Work instructions: Return a copy of every line in the data below that contains "beige".

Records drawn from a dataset

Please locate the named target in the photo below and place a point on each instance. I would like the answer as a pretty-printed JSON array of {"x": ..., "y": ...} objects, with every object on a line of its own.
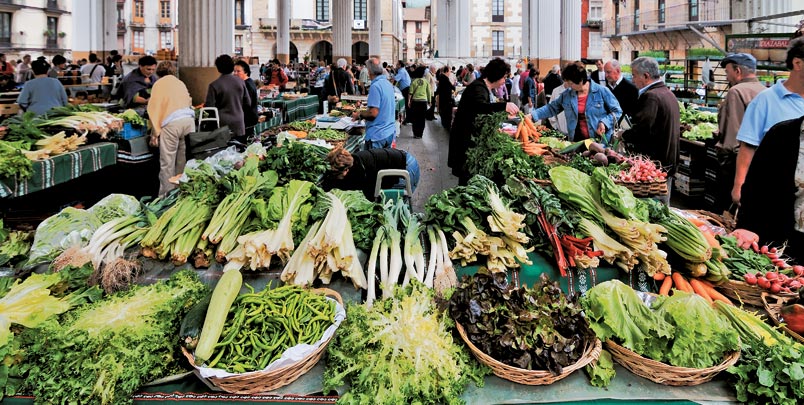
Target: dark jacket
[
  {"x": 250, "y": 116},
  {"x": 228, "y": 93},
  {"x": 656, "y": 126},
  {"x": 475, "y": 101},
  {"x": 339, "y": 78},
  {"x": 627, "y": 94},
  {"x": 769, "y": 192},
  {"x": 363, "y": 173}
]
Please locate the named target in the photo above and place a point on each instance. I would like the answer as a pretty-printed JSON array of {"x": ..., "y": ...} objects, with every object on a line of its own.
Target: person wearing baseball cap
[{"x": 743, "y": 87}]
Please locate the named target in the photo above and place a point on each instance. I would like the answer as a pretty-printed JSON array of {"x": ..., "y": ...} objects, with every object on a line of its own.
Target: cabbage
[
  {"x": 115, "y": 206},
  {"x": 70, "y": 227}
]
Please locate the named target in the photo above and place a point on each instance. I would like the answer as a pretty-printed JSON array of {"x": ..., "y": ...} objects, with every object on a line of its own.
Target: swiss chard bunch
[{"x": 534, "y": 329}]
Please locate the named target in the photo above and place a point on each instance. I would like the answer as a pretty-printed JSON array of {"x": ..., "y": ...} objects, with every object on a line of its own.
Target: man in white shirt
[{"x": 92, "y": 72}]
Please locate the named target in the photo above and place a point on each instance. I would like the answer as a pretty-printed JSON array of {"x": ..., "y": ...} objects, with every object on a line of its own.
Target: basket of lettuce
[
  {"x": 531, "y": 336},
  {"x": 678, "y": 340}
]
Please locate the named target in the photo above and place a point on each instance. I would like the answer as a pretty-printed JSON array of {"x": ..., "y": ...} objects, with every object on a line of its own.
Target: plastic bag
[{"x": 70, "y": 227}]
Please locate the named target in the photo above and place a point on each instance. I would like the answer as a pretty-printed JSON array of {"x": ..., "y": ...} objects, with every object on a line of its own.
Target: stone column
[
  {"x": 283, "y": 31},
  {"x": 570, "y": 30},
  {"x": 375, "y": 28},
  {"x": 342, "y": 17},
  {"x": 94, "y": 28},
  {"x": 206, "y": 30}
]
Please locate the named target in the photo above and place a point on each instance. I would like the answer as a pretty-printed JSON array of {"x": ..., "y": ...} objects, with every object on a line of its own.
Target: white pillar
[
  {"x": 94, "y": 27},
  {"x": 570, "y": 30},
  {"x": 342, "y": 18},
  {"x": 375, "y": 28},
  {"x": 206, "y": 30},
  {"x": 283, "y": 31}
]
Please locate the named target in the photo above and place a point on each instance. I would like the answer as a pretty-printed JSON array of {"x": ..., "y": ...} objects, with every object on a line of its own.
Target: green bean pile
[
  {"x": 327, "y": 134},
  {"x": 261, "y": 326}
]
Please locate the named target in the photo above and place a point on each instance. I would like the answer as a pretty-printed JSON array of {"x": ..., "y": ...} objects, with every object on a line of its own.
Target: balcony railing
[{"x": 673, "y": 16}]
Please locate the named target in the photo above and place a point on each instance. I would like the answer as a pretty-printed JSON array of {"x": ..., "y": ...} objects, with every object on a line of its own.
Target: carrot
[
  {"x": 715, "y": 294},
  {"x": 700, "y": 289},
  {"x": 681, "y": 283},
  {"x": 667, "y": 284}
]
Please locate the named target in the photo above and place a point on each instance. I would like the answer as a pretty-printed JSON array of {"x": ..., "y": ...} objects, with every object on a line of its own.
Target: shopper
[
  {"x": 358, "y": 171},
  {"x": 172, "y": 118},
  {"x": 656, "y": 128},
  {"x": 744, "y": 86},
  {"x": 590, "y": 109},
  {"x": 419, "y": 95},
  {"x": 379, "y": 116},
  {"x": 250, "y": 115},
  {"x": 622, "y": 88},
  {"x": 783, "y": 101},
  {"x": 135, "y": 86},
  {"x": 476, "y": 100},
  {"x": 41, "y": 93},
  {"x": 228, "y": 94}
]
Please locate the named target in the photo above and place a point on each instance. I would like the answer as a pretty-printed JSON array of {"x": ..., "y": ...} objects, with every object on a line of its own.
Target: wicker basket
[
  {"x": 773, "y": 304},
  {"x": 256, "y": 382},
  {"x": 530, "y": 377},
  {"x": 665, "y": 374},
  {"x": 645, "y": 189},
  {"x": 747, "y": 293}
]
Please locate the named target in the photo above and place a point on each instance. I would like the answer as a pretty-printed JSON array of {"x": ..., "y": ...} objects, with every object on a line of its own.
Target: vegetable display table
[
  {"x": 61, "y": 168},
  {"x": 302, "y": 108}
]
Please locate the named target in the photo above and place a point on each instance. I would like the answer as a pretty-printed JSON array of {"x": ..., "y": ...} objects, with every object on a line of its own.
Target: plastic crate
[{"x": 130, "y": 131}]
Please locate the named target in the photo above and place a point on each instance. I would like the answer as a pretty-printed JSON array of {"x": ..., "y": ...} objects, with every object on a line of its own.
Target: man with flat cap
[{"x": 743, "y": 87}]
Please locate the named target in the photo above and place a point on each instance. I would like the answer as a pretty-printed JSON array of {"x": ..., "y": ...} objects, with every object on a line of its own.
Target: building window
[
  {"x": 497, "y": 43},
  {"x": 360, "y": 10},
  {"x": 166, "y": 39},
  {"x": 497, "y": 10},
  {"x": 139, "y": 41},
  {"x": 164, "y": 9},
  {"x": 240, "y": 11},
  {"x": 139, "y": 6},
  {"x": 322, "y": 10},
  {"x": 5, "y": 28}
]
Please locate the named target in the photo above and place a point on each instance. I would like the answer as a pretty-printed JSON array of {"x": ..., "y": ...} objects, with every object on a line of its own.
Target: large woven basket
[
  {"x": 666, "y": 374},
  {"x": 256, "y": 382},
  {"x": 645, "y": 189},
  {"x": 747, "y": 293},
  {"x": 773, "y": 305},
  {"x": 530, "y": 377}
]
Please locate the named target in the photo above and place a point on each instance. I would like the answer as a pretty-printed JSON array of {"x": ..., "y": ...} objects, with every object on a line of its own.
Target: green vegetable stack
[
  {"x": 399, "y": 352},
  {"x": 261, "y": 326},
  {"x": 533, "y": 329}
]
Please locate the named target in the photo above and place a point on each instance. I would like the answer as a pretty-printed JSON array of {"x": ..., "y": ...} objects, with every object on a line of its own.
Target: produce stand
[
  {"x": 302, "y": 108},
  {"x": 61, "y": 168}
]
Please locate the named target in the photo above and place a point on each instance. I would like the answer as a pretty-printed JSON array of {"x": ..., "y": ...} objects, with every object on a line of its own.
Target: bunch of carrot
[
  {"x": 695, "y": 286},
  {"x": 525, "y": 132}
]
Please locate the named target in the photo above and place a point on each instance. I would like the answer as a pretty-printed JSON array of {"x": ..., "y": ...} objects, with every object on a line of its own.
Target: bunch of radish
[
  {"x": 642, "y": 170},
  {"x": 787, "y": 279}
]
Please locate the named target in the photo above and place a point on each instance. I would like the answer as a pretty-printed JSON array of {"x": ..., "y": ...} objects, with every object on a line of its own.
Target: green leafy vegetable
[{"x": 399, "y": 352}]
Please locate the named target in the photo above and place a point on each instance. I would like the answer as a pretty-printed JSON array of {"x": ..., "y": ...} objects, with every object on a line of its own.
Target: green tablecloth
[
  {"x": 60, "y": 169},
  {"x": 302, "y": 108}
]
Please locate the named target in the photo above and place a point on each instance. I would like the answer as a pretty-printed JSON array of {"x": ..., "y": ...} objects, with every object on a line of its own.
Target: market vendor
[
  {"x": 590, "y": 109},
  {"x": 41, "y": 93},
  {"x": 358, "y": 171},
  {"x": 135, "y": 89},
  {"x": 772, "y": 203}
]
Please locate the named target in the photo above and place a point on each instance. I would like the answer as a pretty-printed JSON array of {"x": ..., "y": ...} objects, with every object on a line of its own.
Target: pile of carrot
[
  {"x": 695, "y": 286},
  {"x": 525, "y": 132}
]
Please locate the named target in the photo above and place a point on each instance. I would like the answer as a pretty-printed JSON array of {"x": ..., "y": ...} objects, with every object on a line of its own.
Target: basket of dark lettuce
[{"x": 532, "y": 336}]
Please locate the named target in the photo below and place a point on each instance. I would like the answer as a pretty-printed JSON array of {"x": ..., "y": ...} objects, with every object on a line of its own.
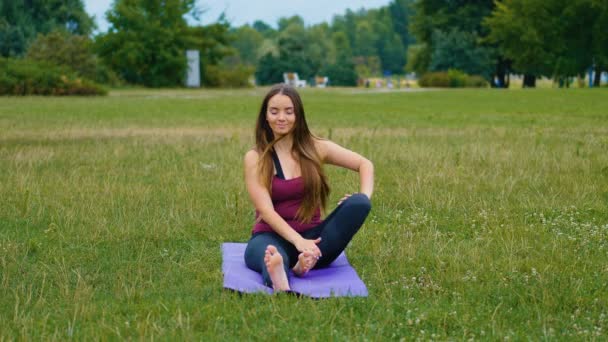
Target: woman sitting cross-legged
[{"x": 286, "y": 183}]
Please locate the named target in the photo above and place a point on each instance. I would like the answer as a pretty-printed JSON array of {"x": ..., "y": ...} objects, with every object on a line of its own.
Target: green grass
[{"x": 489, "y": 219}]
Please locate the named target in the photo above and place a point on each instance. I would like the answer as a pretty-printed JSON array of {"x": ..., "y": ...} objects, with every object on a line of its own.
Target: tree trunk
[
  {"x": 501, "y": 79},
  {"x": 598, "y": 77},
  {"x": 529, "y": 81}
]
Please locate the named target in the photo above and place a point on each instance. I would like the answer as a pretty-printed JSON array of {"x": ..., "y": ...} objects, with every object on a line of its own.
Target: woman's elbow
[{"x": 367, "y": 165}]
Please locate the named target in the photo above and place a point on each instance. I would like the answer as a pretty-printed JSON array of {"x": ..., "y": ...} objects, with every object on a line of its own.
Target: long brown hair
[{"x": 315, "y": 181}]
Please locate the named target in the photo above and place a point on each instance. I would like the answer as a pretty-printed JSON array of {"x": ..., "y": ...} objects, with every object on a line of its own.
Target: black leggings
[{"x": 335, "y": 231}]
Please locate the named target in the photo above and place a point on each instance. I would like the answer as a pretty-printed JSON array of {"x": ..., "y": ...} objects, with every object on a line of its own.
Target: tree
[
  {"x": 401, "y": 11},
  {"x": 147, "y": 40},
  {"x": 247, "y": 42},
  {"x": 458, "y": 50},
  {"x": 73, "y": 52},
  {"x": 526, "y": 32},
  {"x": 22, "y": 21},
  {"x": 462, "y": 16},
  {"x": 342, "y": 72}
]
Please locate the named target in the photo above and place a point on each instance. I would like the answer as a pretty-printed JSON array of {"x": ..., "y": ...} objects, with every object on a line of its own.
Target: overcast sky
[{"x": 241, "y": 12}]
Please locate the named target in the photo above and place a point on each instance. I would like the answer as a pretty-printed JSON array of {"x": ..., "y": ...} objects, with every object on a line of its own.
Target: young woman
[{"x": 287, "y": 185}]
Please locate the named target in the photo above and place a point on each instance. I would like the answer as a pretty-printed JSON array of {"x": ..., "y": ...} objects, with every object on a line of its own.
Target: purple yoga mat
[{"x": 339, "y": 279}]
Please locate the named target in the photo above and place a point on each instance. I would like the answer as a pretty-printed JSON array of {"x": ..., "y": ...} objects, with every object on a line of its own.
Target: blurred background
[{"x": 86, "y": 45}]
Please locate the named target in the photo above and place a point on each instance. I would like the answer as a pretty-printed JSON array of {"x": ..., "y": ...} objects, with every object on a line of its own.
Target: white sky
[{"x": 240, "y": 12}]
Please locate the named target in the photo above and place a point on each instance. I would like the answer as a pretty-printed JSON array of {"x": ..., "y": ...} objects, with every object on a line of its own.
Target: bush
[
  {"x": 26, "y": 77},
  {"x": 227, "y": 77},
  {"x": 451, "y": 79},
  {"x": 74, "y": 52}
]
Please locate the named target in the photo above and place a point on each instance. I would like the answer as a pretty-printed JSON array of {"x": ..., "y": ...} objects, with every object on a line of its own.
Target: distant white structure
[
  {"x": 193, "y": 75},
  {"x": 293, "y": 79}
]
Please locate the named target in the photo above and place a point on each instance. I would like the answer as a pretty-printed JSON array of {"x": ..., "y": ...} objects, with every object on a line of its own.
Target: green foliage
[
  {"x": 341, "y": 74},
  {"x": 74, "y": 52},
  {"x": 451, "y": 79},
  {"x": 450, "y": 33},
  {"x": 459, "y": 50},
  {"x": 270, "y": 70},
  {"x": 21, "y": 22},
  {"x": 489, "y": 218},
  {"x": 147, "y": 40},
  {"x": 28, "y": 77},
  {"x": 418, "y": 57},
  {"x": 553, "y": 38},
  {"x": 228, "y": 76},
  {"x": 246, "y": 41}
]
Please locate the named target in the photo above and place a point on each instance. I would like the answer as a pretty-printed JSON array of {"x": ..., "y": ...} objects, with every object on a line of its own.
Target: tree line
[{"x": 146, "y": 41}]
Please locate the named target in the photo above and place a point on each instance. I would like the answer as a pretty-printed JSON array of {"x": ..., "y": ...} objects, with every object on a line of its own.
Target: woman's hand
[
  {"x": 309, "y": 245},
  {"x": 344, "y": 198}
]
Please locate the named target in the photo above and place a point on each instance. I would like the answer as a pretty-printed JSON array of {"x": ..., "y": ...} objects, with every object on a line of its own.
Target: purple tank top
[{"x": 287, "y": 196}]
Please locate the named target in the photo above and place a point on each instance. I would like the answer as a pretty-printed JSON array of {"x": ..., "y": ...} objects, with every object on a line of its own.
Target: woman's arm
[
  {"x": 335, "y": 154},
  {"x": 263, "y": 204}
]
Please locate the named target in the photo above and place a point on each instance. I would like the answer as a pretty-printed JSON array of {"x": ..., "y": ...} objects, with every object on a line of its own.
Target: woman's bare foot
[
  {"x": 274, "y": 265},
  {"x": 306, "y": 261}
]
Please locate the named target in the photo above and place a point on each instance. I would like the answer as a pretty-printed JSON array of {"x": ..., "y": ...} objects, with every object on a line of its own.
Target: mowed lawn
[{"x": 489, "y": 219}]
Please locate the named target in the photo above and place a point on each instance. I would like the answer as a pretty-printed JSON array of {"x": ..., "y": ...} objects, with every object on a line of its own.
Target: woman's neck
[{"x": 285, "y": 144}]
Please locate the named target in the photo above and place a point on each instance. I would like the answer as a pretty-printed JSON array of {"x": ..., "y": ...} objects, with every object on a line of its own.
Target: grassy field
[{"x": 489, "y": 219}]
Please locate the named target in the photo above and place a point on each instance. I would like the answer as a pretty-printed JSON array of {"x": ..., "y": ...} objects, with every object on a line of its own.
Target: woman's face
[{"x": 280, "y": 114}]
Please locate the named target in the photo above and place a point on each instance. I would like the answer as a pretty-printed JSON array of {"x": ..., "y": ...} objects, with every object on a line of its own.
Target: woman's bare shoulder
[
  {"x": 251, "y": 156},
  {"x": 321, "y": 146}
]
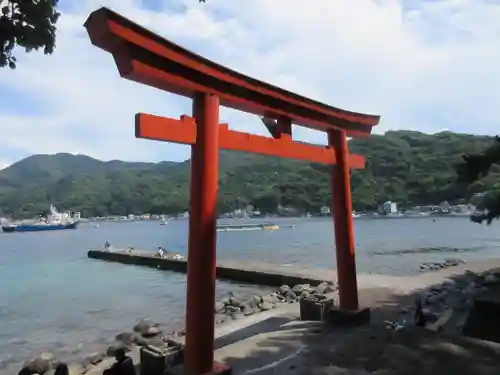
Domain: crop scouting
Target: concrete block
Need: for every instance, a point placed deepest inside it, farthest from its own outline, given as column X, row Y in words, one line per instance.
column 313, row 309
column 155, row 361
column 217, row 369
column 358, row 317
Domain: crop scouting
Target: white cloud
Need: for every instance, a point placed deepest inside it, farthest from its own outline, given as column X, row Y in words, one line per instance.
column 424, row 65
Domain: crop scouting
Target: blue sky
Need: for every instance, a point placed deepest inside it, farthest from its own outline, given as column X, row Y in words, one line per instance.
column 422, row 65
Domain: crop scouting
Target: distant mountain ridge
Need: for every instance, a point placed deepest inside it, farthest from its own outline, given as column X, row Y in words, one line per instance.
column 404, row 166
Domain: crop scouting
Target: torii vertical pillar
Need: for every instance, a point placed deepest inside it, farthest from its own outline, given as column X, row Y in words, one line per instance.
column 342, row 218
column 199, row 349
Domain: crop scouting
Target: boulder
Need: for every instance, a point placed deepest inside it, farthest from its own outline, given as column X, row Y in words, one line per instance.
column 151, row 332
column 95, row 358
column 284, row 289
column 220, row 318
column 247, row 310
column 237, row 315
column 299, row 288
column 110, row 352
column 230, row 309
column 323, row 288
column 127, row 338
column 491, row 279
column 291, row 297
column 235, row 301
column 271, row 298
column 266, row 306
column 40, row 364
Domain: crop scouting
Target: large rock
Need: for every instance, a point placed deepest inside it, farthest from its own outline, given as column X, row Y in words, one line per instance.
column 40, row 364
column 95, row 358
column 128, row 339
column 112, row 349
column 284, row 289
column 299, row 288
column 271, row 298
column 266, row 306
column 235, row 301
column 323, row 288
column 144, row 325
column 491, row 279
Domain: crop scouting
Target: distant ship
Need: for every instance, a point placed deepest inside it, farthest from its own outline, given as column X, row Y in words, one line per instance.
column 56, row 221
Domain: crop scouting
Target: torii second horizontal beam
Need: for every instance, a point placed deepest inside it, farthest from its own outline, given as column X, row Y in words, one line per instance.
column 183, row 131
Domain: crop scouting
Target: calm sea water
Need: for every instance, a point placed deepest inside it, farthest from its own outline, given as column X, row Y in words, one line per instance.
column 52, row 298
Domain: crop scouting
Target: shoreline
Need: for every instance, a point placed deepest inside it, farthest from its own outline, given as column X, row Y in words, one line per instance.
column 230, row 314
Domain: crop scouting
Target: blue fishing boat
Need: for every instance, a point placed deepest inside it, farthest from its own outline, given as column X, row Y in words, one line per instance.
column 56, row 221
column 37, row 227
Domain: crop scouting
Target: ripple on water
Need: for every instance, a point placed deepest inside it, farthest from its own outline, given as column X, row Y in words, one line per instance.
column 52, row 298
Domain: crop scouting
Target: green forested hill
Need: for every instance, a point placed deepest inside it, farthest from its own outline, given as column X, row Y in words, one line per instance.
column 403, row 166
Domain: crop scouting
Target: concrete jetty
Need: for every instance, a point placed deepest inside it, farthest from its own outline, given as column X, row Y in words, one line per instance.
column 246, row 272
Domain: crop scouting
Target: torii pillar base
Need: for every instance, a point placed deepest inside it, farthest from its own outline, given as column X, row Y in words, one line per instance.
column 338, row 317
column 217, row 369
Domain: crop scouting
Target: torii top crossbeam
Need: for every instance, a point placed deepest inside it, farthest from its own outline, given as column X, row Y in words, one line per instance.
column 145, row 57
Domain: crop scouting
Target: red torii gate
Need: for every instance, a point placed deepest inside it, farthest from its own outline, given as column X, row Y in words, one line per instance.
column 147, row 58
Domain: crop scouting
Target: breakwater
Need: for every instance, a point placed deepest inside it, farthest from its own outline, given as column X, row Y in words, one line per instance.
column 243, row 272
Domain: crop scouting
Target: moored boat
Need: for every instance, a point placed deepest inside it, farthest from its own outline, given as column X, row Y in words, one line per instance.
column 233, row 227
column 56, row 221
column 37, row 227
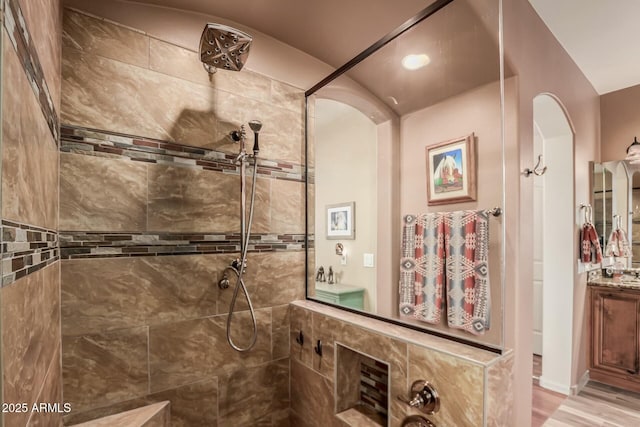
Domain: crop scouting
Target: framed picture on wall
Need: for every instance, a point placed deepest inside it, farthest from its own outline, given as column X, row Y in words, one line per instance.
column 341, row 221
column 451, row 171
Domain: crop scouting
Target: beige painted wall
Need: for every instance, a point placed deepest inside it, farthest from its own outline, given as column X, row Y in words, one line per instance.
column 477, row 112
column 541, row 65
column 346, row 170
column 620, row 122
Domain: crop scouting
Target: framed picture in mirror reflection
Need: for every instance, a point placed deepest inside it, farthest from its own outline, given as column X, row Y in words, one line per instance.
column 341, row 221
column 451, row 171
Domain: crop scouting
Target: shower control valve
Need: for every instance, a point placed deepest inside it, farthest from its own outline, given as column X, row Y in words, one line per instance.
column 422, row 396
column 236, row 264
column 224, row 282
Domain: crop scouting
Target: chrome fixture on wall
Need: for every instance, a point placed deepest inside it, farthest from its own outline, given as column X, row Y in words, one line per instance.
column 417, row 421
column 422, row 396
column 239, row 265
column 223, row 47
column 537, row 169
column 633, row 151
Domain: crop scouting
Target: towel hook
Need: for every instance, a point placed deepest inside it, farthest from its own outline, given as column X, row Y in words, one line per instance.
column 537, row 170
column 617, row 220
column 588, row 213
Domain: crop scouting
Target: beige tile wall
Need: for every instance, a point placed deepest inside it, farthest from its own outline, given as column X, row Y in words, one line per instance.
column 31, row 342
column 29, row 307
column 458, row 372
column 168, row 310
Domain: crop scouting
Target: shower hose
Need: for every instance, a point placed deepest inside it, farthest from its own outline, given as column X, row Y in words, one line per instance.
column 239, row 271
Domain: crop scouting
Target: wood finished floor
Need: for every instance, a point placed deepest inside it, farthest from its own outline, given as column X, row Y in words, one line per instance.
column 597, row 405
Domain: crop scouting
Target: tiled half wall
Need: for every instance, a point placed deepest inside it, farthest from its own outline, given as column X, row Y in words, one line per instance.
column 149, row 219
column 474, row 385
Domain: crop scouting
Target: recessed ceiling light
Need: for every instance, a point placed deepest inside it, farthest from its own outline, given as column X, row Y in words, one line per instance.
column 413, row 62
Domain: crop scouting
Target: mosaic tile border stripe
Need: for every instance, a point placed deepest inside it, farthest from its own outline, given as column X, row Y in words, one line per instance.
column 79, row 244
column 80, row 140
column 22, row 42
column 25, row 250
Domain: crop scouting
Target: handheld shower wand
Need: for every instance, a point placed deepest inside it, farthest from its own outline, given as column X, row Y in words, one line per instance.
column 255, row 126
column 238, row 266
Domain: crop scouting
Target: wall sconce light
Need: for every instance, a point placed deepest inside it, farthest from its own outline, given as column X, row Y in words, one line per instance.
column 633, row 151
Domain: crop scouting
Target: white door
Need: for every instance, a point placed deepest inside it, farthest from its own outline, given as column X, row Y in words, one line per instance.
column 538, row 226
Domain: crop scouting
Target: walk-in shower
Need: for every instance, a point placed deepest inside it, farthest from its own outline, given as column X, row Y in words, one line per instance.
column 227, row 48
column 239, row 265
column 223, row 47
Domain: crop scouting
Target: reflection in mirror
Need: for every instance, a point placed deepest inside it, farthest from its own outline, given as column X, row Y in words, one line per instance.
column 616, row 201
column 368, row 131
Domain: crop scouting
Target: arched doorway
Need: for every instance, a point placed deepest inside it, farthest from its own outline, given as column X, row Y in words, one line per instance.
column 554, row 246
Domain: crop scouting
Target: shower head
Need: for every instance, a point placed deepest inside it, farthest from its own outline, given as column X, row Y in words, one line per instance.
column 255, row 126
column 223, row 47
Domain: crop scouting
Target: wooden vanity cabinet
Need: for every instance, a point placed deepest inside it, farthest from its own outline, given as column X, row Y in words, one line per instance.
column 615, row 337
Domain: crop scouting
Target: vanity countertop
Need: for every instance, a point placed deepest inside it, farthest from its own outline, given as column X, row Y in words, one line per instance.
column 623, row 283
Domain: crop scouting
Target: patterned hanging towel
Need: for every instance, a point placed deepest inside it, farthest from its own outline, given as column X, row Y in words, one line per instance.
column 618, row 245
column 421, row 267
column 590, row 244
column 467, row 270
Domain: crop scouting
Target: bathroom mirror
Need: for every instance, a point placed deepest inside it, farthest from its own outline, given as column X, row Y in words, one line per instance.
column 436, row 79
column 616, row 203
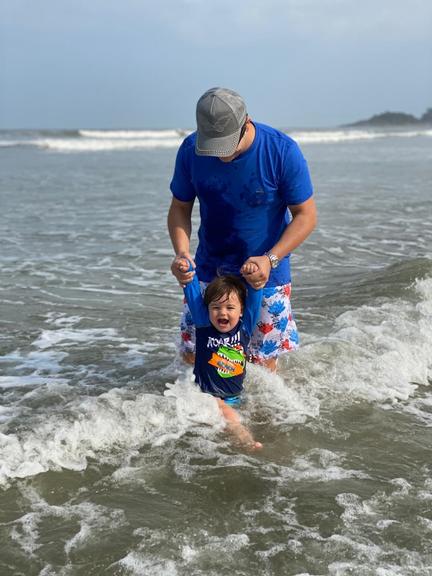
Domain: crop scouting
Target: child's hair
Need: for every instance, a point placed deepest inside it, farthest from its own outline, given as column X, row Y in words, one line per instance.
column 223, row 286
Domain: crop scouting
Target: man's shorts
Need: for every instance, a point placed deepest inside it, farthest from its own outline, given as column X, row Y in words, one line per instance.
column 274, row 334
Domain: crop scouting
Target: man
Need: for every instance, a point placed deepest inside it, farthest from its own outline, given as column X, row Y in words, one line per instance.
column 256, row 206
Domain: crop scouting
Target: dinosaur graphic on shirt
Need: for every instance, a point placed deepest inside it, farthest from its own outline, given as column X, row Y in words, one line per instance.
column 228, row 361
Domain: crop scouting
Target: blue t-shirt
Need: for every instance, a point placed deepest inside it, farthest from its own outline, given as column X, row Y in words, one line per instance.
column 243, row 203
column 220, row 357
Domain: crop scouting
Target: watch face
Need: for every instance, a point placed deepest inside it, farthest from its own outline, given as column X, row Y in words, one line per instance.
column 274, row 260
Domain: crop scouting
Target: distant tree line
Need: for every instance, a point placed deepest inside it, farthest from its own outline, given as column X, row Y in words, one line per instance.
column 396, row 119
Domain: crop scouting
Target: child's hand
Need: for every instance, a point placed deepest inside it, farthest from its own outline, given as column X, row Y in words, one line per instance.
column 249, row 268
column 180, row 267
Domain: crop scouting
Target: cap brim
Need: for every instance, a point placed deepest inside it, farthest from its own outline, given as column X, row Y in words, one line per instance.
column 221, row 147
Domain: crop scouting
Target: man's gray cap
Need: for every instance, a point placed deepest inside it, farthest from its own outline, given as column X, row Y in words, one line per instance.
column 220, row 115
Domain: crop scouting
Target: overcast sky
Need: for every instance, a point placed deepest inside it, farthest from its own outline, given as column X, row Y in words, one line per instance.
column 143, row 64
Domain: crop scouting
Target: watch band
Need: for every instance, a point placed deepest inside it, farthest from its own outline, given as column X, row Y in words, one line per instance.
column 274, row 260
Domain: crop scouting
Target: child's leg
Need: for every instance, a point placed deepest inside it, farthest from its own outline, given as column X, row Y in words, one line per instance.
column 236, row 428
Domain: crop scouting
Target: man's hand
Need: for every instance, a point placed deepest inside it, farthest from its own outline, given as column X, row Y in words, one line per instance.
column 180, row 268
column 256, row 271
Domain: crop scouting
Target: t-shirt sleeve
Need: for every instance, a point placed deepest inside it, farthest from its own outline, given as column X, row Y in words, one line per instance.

Your response:
Target: beige painted wall
Target: beige tile wall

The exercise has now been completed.